**What the task requires**
Without the pictures, copy all the entries below exactly.
┏━━
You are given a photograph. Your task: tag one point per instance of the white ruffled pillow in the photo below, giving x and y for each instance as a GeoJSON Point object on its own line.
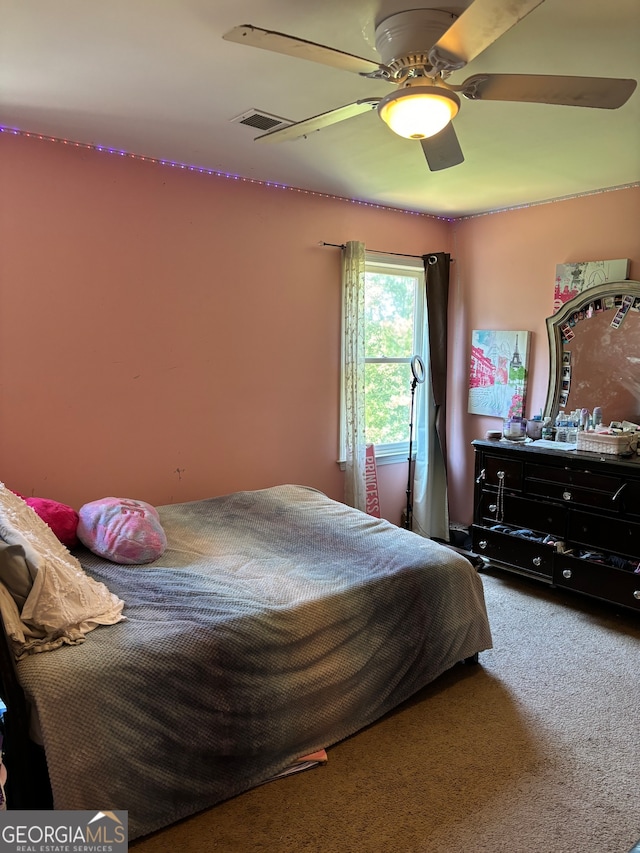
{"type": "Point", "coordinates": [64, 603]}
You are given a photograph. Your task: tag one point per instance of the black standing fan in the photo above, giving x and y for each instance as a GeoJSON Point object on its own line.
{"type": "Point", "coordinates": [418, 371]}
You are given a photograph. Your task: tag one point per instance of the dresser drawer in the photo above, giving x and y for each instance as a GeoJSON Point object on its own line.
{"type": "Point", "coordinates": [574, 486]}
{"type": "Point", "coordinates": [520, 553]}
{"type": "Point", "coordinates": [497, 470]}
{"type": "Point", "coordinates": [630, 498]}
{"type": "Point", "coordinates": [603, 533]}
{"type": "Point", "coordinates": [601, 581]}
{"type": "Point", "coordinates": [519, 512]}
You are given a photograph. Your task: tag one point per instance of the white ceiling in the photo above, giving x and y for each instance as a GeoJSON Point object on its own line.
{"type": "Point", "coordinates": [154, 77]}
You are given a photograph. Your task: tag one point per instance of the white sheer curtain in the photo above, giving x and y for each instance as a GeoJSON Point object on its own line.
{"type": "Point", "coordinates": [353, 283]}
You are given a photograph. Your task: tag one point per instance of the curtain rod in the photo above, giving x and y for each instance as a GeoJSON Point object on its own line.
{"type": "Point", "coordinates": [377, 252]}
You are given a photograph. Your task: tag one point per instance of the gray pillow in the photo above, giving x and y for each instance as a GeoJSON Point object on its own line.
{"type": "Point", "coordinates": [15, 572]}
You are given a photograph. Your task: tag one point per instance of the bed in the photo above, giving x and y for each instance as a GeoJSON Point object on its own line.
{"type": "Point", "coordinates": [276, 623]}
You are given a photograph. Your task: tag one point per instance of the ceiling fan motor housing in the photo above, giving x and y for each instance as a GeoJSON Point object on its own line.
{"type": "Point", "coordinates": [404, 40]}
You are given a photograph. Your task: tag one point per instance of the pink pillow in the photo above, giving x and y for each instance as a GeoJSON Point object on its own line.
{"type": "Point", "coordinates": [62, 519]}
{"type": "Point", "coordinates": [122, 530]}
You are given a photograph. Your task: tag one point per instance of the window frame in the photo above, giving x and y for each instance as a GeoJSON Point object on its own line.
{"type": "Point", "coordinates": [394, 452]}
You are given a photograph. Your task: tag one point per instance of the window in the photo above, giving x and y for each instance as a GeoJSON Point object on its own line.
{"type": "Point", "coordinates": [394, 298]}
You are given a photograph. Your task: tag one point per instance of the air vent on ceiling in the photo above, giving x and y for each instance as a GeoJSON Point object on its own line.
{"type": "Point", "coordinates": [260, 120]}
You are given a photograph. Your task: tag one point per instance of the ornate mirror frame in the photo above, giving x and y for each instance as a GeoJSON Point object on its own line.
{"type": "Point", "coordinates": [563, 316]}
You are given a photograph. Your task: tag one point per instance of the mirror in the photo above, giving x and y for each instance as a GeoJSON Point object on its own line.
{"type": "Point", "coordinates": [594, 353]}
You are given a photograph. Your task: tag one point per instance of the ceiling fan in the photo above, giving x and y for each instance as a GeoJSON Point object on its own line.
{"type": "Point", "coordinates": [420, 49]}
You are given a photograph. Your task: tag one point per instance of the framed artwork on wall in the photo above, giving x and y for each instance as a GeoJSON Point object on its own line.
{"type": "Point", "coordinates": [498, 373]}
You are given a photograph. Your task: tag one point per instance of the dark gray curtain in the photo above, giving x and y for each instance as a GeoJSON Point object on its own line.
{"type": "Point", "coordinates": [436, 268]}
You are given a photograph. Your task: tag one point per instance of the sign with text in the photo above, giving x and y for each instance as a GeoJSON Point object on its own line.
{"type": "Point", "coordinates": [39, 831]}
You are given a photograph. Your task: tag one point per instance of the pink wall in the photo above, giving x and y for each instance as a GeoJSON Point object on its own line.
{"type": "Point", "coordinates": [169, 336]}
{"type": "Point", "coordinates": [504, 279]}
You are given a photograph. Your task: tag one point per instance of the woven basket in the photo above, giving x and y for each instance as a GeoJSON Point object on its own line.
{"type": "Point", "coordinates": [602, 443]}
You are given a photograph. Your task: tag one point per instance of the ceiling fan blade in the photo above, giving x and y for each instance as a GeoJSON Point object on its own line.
┗━━
**Written answer**
You are given a photograph. Your task: tag one point per instance of the white ruffled pillow in the photo below, giving x and y for each instance as a GeoJSON Point object on its own line.
{"type": "Point", "coordinates": [64, 603]}
You are given a photograph. Your task: tag one point per instance of the black standing fan in the photo above, giving x and y for each instance as a GeoJSON Point object on its own line.
{"type": "Point", "coordinates": [418, 371]}
You are given a photograph. Your task: tag one point per instance of the dresser drawer in the photo above, giving x and y for each instance as a GeoJSON Point object on its own line.
{"type": "Point", "coordinates": [574, 486]}
{"type": "Point", "coordinates": [520, 553]}
{"type": "Point", "coordinates": [497, 470]}
{"type": "Point", "coordinates": [630, 498]}
{"type": "Point", "coordinates": [603, 533]}
{"type": "Point", "coordinates": [601, 581]}
{"type": "Point", "coordinates": [519, 512]}
You are given a photograph. Your task: tag one point per instance of the white ceiling in the photo above, giving x and y for each instance as a GeoJSON Point object on its own line.
{"type": "Point", "coordinates": [154, 77]}
You are given a photograph. Your task: tag one point per instance of the white sheer curtain in the photo above, giving x and y for each instance as a GeoJSON Point object on its own line.
{"type": "Point", "coordinates": [353, 283]}
You are given a photograph. Your task: tag one point per instance of the curtain rod in the photo above, giving x and y for each instance as a GeoJSON Point object on its own line.
{"type": "Point", "coordinates": [377, 252]}
You are given a photograph. Your task: tag one point per instance of the gray pillow in the photo above, giving x and y for each instance as a GeoJSON Point object on its own line.
{"type": "Point", "coordinates": [15, 572]}
You are given a photograph. Your task: tag one point per instance of the bed in the photo above, giving x and y for each instance as a GeoJSON Point object on its own line.
{"type": "Point", "coordinates": [276, 623]}
You are given a photograph. Your task: tag one point per instance of the ceiling fan motor housing in the photo above, giving x and y for each instance as a GeoJSON Point object on its own line.
{"type": "Point", "coordinates": [404, 40]}
You are given a photograph. Your task: tag one point per instance of the pink pillow in the photo above, giving x and y for each instance as a GeoJSON Point object on its own line.
{"type": "Point", "coordinates": [62, 519]}
{"type": "Point", "coordinates": [122, 530]}
You are given a photograph. Your task: tag one point per instance of the window frame in the photo above, giving x and y for each instance as a GeoJSON Point object on its own line.
{"type": "Point", "coordinates": [394, 452]}
You are given a photograph. Your task: tag one point per instance of the window in the photo above, giving x and y for each instance as a GeoJSON Point object on its own line.
{"type": "Point", "coordinates": [394, 298]}
You are given a photograph. Your task: tag one point per instance of the air vent on ceiling in the photo above, giving x and y for each instance as a GeoJSON Point object on its own line.
{"type": "Point", "coordinates": [260, 120]}
You are given a photograph. Your task: tag one point per instance of the ornate mirror frame in the photo above, giving x and y for each instance as a GeoJSON Point object on its own line.
{"type": "Point", "coordinates": [563, 316]}
You are given a photograph. Your task: tag one point per instance of the mirror in the photo above, giving x and y for each instance as a GeoJSON Point object on its own line.
{"type": "Point", "coordinates": [594, 353]}
You are given a photograph. Your task: tag one point per instance of the ceiling fan in the photo above, giving x and y for each instance as a GeoJSON Point object on its own line.
{"type": "Point", "coordinates": [420, 49]}
You are given a photograph. Your task: tag one point per instance of the framed artwork on wall in the photo above, giving x and y for each instance as a GeoJSON Point object on its own line.
{"type": "Point", "coordinates": [498, 373]}
You are given a photograph. Your task: tag one point per instance of the dark gray curtain in the photo above, giving x and y for each instance as a GeoJSON Point object on its own line.
{"type": "Point", "coordinates": [436, 268]}
You are given a photograph. Your task: tag one point per instance of the sign with text in the photo above, giving x and y for each instance as a GeoJSON Point object on its own line.
{"type": "Point", "coordinates": [39, 831]}
You are given a photograph. Your task: tag one point per instance of the pink wall in the photo above, giving x and y for each instance as a GeoJSON Point object on its own line.
{"type": "Point", "coordinates": [169, 336]}
{"type": "Point", "coordinates": [504, 279]}
You are given a photograph. Your task: tag one point per instance of the woven basket in the photo above, giving x and y for each instance as a GeoJSON Point object on its own line.
{"type": "Point", "coordinates": [602, 443]}
You are given a photograph. Your task: tag one point per instance of the ceiling fan blade in the photo above, giving x and y for each instance as a GeoJSON Point object on its own line.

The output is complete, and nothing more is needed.